(Outline annotation records)
.....

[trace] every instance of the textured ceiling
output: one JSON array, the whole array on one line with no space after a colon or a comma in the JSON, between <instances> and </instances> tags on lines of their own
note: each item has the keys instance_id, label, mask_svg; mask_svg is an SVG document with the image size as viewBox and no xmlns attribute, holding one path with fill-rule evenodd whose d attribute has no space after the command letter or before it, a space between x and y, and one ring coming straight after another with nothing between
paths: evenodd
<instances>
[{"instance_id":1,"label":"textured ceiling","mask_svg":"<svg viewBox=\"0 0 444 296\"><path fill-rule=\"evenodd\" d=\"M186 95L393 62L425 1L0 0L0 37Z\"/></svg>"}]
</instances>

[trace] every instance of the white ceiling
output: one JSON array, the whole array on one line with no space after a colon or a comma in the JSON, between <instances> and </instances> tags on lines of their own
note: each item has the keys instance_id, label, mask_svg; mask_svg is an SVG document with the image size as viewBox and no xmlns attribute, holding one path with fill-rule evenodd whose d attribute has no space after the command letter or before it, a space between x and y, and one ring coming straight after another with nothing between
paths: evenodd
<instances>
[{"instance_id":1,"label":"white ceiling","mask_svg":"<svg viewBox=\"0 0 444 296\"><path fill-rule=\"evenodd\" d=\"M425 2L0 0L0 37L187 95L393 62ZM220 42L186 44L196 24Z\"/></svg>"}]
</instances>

.....

### Work instructions
How many lines of the data above contain the string "label"? Reply with the number alone.

### Answer in full
4